Render the entries below as a JSON list of strings, with one string for each line and no strings for blank lines.
** Begin Provided information **
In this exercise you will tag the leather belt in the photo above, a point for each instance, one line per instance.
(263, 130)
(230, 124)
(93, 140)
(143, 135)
** End Provided information **
Reply:
[
  "In this exercise you will tag the leather belt in the photo above, a point for each instance, one line per instance.",
  "(263, 130)",
  "(230, 124)",
  "(93, 140)",
  "(143, 135)"
]